→ **EXERCISE DATA**

_____

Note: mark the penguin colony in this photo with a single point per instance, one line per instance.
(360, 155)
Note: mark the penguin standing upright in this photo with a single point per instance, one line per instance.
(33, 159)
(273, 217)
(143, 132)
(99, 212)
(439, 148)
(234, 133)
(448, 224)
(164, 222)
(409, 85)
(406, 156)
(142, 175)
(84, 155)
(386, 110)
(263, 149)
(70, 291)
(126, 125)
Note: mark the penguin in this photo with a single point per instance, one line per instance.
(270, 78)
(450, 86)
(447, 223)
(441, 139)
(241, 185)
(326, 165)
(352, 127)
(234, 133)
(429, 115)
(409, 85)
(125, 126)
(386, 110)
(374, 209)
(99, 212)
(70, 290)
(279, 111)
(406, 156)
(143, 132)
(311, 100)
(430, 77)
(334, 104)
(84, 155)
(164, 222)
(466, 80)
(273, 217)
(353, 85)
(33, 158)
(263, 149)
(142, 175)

_____

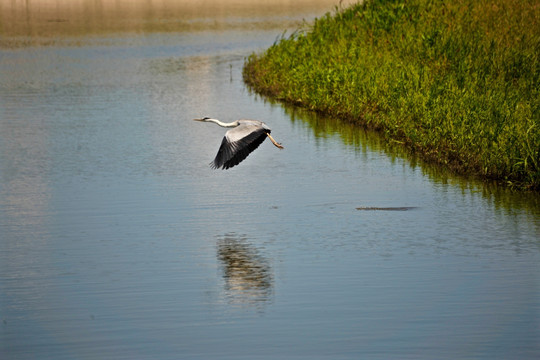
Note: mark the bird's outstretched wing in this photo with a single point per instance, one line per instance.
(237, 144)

_____

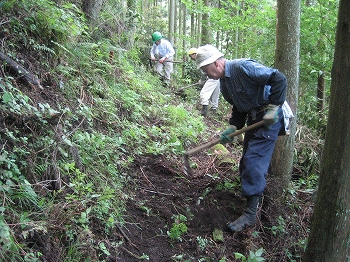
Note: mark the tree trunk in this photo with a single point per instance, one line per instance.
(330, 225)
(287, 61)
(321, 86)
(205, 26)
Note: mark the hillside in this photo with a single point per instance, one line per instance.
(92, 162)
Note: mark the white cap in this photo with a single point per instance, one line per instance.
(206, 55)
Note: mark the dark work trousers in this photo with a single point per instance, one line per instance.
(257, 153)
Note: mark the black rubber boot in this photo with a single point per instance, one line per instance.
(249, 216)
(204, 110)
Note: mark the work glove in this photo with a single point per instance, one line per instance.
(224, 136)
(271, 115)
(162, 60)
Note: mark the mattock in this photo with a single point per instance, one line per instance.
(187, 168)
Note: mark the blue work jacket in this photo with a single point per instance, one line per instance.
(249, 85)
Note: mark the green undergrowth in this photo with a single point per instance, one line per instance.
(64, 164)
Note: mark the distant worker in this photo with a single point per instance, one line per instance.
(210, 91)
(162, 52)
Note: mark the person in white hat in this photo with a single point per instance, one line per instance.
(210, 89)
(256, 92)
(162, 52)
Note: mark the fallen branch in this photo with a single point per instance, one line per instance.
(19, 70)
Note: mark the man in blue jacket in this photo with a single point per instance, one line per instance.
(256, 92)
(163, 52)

_____

Collect every line of the records above that contains the word "jacket", copying each such line in full.

→ **EXERCISE OUTPUT**
Note: mark the blue work jacket in this photo with a single point per instance, one line per instance.
Note: mark the man in blue jacket in this photo with a single point per instance, one line per instance.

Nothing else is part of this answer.